Return the data below unchanged. Drop any pictures.

→ Records shown:

____________________

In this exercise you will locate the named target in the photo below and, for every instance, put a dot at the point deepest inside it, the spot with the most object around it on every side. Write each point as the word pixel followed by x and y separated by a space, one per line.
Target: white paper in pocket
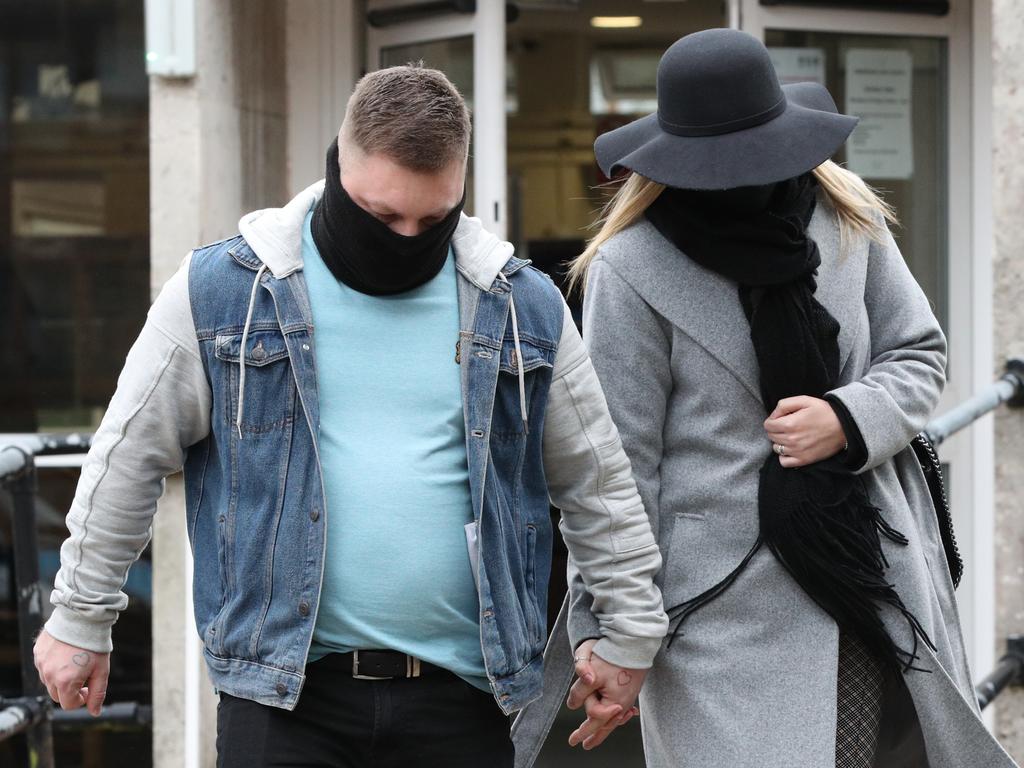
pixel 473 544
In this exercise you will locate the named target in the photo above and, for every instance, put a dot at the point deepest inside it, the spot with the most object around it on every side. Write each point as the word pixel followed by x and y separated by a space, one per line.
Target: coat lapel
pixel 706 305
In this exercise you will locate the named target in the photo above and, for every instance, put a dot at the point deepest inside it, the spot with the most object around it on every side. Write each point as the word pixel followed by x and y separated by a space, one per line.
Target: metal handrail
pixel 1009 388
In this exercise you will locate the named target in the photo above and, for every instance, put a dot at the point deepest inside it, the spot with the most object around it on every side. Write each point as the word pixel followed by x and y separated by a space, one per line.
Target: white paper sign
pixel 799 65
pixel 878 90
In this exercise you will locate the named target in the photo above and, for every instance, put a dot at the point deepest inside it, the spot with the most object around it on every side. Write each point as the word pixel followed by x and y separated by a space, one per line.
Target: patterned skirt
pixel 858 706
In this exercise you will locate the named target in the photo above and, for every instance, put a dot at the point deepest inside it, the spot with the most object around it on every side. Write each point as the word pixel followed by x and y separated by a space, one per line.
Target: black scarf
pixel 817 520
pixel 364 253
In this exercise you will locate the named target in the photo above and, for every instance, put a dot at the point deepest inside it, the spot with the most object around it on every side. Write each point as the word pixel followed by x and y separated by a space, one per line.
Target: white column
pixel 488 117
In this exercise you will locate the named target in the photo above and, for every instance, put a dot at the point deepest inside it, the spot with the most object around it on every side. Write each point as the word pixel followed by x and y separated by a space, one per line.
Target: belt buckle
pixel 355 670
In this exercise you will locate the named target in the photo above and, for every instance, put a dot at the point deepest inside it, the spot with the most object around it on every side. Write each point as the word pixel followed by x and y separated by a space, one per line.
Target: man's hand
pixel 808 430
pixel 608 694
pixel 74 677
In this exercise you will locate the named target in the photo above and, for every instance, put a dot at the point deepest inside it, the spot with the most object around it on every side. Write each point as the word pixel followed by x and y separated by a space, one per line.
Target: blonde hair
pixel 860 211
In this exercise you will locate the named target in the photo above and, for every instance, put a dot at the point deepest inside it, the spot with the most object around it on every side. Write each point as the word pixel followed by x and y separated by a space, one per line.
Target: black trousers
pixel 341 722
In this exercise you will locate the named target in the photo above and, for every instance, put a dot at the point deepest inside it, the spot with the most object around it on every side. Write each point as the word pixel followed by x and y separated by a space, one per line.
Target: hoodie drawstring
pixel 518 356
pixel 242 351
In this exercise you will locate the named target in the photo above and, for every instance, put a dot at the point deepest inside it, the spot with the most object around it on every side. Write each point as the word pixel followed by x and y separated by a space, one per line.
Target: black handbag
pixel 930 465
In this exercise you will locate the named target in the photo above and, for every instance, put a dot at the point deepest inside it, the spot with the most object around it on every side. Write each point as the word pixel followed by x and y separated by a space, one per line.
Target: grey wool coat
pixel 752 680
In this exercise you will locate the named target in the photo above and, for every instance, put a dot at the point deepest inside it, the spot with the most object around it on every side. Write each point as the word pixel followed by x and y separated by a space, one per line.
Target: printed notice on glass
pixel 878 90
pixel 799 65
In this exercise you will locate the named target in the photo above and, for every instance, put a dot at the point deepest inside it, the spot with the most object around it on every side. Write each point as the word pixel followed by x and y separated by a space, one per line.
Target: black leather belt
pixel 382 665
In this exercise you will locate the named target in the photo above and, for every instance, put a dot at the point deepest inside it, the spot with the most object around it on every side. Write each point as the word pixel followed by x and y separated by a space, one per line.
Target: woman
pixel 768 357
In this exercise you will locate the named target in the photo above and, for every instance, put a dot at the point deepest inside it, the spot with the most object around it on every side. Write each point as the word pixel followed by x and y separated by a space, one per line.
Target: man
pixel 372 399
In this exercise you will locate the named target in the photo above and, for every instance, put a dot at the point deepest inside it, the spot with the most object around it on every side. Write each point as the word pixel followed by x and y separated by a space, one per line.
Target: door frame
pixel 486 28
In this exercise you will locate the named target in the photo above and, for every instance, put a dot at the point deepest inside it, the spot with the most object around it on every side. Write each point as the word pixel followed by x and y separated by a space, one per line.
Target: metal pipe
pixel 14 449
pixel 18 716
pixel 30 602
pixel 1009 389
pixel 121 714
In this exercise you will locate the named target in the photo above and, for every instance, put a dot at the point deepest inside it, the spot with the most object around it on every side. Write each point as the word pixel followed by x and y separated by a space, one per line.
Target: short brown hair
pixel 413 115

____________________

→ Task result:
In this exercise you will locate the named target in the photo below and, for every instance, put a dot at the point deepest inside it, the spot with the most object around it on every side. Write each point as the word pixel followed by x and y separated by a space, one per line.
Target: white paper in pocket
pixel 473 544
In this exercise you will locate the named target in the photo above and, for every instance, put a dot at the point deepest inside it, the spot with the most object around it on every side. Write each point as the word pixel followed by x and y separated by a space, one per line.
Target: coat lapel
pixel 706 305
In this exercise you will locate the named target in the photo above and, for every instance, put a dot at the point deepest inside it, the spot with the most object around it on every side. Write each point as the word pixel followed by x and y separated by a space, one per line.
Target: metal handrail
pixel 1009 388
In this exercise you will locate the named target in the photo above and, for every instance, put a dot at the point deepest inside it, the spot with the most object around it on every side. Write each point as the word pixel followed by x and y separated by a space, one per line.
Target: white paper sign
pixel 799 65
pixel 878 90
In this exercise you will locate the named target in the photo above and, for every instance, put a dot at the point deepest inside it, the spot with the most object around it on every side. Write each point as the word pixel followed by x and y separated by a space, one per line.
Target: patterned skirt
pixel 858 706
In this exercise you will locate the named target in the photo above and, for every instance, put a dot at the point deepest inside it, the spot with the most object around it on every side. Write each point as the word pixel followed by x and y separated by a space, one per line.
Target: black scarf
pixel 817 520
pixel 364 253
In this exercise you will locate the named target in the photo above and, for every instance, put a dot at the point deepest inside it, the spot with the most object around it on every side. Write each point as the word pixel followed by x and y separated by a space, one per line.
Target: white column
pixel 488 117
In this exercise you will locate the named target in the photo above and, for every instance, put a dot at the point deepest inside it, the spot with the most object around it on every side. Write each point as the word pixel followed by x and y separated by a space, one per line.
Target: belt buckle
pixel 355 670
In this exercise you will locate the named target in the photo above and, for every instance, put a dot at the point deepest inside it, the spot with the most object around it on every side. Write each point as the word pixel followed by x and y separated by a space, one per line.
Target: man's hand
pixel 808 430
pixel 608 694
pixel 74 677
In this exercise you will locate the named target in the photo above and, for every instance, put a dot at the point deepest inside it, the spot with the most object around it on every side. Write each point as the word pixel followed by x and y separated by a space, one per line.
Target: blonde hair
pixel 860 211
In this exercise you will locate the named target in the photo above and, for every instance, put a dot at the point deepest inside it, the spot with the most object around it on every side. Write each point as the word pixel followed by x and y separated by a space, one per line.
Target: black trousers
pixel 341 722
In this exercise you will locate the named target in the photo above and, for every instance, put a dot at the point deepest inside it, the spot with the most object around it on every side. Write each point as the word pixel followed by x and y separated by a space, one per line.
Target: hoodie drawstring
pixel 518 356
pixel 242 351
In this exercise you will locate the named target in the photo above and, for every instance, put a dot at the point deepest inside it, the spot with the most object around it on every side. Write each point as the word pixel followed by x and y separated by a space, one per line.
Target: black handbag
pixel 930 465
In this exercise you will locate the named target in the photo above and, for every instance, put a dot at the point deepest inside it, the spot with the most object around it on every side. Write each point as the word pixel followed by x and y separated by a space, one per line.
Target: grey wool coat
pixel 752 680
In this exercise you will locate the named target in the photo above and, for every instance, put a dot at the point deepest inside it, the spot with the most object around it on every side. Write each point as the word pixel followed by x and y separated by a space, one per line.
Target: printed notice on glass
pixel 878 90
pixel 799 65
In this exercise you will locate the named target in the photo above and, for every instance, put a dot at the point deepest inside it, the spot with the most object around it on every side. Write each point as the word pixel followed by x and y separated by a space, one per line.
Target: black leather belt
pixel 382 665
In this exercise you will locate the named target in the photo above and, for every instance, put a dot at the point deepest inside it, the spot with the most object around it on every side. Write each point as the word pixel followed by x and y separated by a space, one per line.
Target: woman
pixel 768 357
In this exercise you will locate the named target in the photo above and, for every instance, put a dot at the point deepest inside it, the spot with the most object around it on every side. Write each point as the word pixel followed by x and y separated by a space, one per line.
Target: man
pixel 372 399
In this exercise you will locate the named target in the photo above and, for every instance, put a dot at the point deepest inside it, the spot with the most object around it on every side. Write each point as the word pixel followed by x and y separated by a space, one per line.
Target: door frame
pixel 486 28
In this exercise you will locate the named target in the photo above and, for every instance, put a dot at the point deepest inside it, the spot with the most object around it on every side. Write each point as the word pixel followed by x and y separated by a space, one per line.
Target: metal pipe
pixel 14 449
pixel 18 716
pixel 30 602
pixel 1009 389
pixel 121 714
In this exercise you will locate the named target in the photo above and, for every instance, put a dot at the point deepest inside it, the spot with the most object around it on every side. Write each point as the word pixel followed by x and y separated by a space, one per line.
Target: short brown hair
pixel 413 115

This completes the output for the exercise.